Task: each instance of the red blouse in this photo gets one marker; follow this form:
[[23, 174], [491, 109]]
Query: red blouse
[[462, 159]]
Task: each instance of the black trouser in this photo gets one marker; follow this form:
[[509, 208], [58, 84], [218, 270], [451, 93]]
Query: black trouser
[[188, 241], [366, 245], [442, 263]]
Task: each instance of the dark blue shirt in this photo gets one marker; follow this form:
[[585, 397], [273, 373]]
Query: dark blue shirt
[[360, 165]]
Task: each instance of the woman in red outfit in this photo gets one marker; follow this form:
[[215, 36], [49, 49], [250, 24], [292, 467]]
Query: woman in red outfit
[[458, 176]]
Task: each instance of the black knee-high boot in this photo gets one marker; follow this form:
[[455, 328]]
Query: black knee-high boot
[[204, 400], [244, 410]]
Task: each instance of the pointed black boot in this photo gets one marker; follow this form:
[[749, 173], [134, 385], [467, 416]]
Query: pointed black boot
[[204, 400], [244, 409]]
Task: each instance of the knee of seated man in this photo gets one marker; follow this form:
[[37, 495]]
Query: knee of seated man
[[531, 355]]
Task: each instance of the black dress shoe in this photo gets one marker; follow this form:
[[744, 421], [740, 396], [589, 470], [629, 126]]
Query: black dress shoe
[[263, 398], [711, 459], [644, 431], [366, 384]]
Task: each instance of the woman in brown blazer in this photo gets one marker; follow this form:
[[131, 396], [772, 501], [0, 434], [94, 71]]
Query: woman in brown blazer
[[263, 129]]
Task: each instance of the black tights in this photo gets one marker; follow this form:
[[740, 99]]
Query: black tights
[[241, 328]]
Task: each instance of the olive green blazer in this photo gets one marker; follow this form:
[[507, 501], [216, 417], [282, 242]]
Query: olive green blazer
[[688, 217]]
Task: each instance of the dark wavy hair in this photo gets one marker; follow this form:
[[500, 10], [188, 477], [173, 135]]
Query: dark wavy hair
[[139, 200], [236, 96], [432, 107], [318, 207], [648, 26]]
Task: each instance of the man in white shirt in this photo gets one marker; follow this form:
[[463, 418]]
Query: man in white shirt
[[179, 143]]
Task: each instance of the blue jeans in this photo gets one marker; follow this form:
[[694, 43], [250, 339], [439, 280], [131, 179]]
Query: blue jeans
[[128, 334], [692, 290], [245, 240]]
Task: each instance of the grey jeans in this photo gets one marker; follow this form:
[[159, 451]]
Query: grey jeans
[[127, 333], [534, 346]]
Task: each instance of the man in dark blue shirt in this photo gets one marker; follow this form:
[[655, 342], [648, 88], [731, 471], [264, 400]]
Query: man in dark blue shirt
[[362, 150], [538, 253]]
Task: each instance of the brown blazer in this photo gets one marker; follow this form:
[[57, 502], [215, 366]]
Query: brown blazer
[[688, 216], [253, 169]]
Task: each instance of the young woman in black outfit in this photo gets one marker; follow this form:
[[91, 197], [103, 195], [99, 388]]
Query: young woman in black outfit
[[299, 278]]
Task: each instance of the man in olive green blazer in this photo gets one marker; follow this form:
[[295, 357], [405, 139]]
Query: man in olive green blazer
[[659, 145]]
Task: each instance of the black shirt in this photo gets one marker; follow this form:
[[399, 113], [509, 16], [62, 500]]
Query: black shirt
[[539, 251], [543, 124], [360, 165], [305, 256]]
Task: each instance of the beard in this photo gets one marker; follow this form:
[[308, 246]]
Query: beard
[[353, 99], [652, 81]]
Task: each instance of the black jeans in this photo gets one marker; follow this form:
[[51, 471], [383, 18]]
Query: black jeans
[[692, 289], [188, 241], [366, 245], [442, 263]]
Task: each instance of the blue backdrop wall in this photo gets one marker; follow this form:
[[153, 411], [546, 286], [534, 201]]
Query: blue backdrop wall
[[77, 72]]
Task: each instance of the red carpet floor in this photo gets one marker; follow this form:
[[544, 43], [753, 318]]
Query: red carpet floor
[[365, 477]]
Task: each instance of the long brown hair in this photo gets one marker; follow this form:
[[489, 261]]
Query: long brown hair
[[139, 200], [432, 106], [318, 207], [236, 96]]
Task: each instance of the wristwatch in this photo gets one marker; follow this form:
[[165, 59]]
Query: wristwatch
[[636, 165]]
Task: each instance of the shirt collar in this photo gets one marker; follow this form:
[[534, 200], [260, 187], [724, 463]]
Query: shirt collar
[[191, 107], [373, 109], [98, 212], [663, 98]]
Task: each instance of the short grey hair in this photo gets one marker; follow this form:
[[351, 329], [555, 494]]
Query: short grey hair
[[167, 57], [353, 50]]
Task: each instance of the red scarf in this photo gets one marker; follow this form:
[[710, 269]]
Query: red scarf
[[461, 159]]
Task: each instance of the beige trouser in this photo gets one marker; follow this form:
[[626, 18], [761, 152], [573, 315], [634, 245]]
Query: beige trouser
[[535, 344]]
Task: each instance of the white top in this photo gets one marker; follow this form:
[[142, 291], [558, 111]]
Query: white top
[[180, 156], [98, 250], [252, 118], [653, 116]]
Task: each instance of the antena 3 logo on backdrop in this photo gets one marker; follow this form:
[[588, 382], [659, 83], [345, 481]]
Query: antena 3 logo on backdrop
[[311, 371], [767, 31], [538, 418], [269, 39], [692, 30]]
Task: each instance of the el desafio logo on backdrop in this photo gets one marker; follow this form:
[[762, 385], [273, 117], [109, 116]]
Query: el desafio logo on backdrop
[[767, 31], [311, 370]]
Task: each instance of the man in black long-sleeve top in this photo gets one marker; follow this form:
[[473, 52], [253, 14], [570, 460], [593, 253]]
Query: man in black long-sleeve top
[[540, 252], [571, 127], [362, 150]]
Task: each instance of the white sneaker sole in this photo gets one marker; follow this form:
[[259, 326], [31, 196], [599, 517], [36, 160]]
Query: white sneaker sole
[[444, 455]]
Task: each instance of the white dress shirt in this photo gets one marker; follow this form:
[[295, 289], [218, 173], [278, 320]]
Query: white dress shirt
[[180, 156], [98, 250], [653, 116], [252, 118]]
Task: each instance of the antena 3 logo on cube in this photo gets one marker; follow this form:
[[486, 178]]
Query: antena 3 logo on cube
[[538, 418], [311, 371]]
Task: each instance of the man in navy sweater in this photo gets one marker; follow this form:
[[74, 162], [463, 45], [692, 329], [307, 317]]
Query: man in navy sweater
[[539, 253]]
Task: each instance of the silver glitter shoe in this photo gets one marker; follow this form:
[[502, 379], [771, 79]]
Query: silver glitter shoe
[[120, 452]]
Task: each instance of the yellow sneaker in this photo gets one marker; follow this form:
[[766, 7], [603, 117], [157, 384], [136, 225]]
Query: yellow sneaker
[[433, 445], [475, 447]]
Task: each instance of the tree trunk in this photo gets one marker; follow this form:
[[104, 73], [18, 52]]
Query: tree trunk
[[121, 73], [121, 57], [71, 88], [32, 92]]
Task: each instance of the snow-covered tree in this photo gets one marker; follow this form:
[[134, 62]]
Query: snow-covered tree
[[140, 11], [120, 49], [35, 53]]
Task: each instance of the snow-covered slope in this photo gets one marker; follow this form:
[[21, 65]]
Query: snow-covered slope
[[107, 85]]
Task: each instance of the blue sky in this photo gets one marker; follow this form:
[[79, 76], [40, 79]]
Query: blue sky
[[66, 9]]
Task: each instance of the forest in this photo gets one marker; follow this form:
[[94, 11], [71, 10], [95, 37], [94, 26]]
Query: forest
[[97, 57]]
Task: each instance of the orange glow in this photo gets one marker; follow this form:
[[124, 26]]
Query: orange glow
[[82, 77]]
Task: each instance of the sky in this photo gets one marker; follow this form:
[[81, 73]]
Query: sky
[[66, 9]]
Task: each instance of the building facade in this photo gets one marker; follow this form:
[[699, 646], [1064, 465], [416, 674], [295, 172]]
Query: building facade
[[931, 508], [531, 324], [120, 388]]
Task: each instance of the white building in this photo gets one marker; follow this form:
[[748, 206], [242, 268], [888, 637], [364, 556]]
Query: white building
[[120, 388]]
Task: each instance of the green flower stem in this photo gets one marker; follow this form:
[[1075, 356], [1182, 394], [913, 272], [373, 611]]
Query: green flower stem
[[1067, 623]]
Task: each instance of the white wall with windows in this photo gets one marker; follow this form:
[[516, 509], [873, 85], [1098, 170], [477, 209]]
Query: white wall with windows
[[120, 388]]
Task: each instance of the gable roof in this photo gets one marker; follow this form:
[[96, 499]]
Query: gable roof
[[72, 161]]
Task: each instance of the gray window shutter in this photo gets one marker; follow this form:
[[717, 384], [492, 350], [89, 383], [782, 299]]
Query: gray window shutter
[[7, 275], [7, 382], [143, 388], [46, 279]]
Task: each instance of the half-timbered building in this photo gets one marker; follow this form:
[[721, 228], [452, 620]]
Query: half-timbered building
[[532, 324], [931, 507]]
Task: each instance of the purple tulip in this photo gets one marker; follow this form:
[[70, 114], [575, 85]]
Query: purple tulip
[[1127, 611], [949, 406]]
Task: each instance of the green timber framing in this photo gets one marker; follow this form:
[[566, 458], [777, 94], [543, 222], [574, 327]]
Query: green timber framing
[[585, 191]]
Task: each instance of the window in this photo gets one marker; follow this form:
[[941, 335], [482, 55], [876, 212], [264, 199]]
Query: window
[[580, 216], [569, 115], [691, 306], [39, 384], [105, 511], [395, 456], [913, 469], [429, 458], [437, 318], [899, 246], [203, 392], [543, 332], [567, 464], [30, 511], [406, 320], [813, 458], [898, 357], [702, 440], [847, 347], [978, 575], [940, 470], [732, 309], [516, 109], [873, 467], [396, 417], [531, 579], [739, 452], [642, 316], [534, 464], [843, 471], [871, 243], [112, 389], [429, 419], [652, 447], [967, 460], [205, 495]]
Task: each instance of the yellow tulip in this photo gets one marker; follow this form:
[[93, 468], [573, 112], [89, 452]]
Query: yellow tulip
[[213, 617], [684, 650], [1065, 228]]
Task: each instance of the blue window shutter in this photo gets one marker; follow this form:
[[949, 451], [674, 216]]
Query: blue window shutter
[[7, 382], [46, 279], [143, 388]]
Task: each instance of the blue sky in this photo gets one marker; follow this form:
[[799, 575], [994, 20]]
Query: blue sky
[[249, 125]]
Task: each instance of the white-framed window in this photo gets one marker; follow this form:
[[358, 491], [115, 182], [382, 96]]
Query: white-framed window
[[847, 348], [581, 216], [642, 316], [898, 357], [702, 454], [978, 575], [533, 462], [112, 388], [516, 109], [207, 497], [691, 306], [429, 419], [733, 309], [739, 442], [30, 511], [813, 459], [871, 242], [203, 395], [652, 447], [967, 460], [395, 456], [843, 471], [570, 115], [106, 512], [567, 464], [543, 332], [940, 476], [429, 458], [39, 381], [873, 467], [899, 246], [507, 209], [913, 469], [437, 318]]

——————————

DESCRIPTION OF THE TASK: Can you render the entries from the line with "Task: each instance of the white top" through the line with "[[180, 156], [98, 250], [252, 118], [653, 116]]", both included, as a Markdown table with the columns Row and Text, omitting blank lines?

RESULT OF THIS TASK:
| Row | Text |
|---|---|
| 1 | Task: each instance of the white top in this photo gets one marker; follow this form: |
| 2 | [[142, 291], [558, 111]] |
| 3 | Query: white top |
| 4 | [[180, 156], [98, 250], [252, 118], [653, 116]] |